→ READING TEXT
---*---
Whonix developer Patrick doesn't believe in file system permissions for containing malware having already infected a system and shares Joanna Rutkowska's opinion on that. The word "believe" in this context has been deliberately chosen, because putting permissions into questions might start a religiously heated discussion.
One interesting thing about Qubes DB is that it get rids of the (overly complex and unnecessary) permission system that is used by xenstore, and instead uses the most simple approach: each VM has its separate Qubes DB daemon, and so a totally separate configuration/state namespace. This is inline with the rest of the Qubes philosophy, which basically says that: permissions is dead, long live separation!
Many old-school security people can't imagine a system without permissions, but if we think about it more, we might get to a conclusion that: 1) permissions are complex and so often difficult to understand and set correctly, 2) require often complex code to parse and make security decisions, and 3) often are absolutely unneeded.
---*---
→ RECORDS
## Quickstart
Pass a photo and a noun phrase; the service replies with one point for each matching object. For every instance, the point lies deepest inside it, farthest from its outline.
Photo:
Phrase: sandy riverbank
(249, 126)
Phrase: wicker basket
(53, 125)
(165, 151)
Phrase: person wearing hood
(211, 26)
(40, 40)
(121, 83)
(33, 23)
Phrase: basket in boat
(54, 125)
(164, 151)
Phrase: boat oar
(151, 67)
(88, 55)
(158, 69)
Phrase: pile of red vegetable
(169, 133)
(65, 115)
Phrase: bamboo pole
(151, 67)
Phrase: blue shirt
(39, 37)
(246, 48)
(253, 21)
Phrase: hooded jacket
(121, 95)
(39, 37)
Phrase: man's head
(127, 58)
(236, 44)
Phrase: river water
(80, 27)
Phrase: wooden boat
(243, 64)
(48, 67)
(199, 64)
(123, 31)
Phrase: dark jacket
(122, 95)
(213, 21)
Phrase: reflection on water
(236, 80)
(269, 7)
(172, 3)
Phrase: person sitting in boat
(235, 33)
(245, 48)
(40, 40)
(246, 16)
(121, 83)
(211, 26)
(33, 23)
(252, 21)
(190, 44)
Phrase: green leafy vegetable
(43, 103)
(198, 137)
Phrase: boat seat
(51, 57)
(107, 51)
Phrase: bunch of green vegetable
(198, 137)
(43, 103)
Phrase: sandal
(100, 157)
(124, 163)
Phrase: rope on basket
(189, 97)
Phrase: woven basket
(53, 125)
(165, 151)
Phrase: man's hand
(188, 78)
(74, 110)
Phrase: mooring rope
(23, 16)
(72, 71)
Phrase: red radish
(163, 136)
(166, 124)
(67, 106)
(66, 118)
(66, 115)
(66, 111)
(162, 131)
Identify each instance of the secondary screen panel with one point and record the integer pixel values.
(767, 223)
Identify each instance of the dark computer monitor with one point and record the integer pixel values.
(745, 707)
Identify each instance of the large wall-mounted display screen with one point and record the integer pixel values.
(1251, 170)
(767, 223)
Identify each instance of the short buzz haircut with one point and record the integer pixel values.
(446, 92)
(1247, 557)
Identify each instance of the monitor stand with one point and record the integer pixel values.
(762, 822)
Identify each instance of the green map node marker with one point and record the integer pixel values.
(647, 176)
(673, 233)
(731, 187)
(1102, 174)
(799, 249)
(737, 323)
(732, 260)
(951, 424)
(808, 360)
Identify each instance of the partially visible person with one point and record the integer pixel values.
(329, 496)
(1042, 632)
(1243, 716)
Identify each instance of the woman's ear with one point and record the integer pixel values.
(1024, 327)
---*---
→ EXERCISE
Continue the passage on permissions and Qubes separation, starting after its last sentence. The items play no part in what comes next.

→ RESPONSE TO THE TASK
As a practical example of how permissions schemes might sometime trick even (otherwise somehow smart) developers into making a mistake consider this bug in Qubes we made a long time ago when setting permissions on some xenstore key, which resulted in some information leak (not much of a security problem in general, but still). And just today, Xen.org has published this advisory, that sounds pretty serious, again caused by bad permissions on some xenstore keys.
The real solution is using strong isolation concepts, as Qubes OS is doing.
Countless hours of Whonix development time were wasted on file permissions.
- How long would user password have to be so they cannot be locally brute forced and how realistic is it to have users keep on typing them?